* Given request A
Please set down the records word for word, from the line with "Find every instance of the flock" up to and including the line with "x=563 y=723", leaving the picture out.

* Document excerpt

::::

This defines a folder structure to keep your thoughts in, $JOURNAL/$YEAR/$MONTH/$DAY.md, titling and opening each file for you at a keystroke.

It's meant to encourage introspection by keeping it close at hand.

Works with (and through) any basic text editor, and is compatible with Diary.apk (if you can figure out a way to sync your locked-down Android files with your gnu/looniks freesoftware laptop), or any text editor with Markdown support like vscode or Ghostwriter).

Requirements:

  • GNU date (so, probably basically Linux-only, please forgive)
  • sh

Installation

Download and copy journal onto your PATH.

You can do this with

mkdir -p ~/.local/bin
echo "export PATH=$PATH:~/.local/bin" >> ~/.profile
ln journal ~/.local/bin/

Usage

( for now: see the comments in the shell script itself )


rjournal

This is a wrapper script that I use to share my journal across all of my computers.

Requirements

  • The same as above plus
  • mountpoint (from util-linux)

::::

[Entries for pointing and labeling]
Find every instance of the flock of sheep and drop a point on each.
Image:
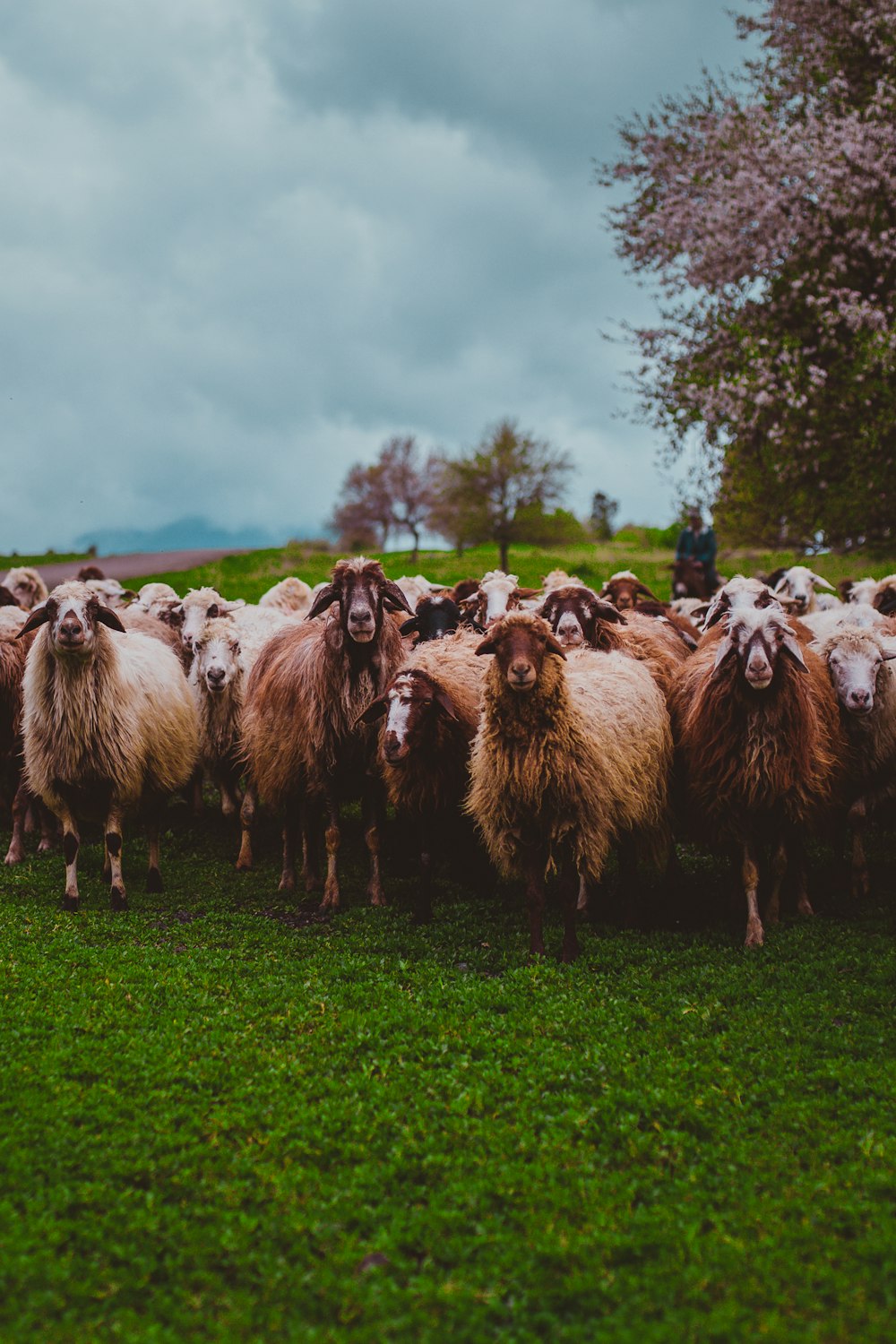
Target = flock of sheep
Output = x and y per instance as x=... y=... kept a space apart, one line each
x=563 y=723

::::

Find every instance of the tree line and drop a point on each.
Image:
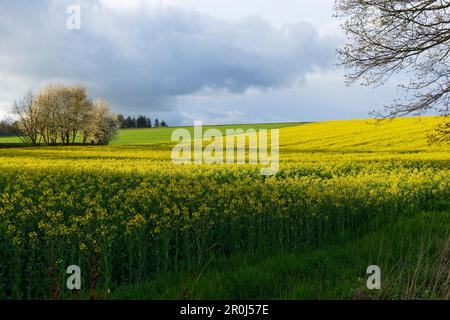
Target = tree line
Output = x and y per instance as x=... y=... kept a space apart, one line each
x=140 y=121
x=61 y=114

::::

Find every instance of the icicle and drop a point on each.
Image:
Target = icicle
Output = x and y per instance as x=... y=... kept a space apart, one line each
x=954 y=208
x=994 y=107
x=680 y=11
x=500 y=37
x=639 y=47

::::

* Given request B
Using the journal script description, decide whether each statement agrees with it: (i) Each day's entry is stored in a file at $JOURNAL/$YEAR/$MONTH/$DAY.md. (ii) The script is expected to run on any operating system. (iii) rjournal needs mountpoint from util-linux. Give yes or no for each, with the deciding words quoted.

* Reply A
Find every instance of the flock of sheep and drop a point on each.
Image:
Target = flock of sheep
Output = x and y per instance as x=... y=... kept a space apart, one line each
x=563 y=723

* Reply B
(i) Yes: "This defines a folder structure to keep your thoughts in, $JOURNAL/$YEAR/$MONTH/$DAY.md"
(ii) No: "GNU date (so, probably basically Linux-only, please forgive)"
(iii) Yes: "mountpoint (from util-linux)"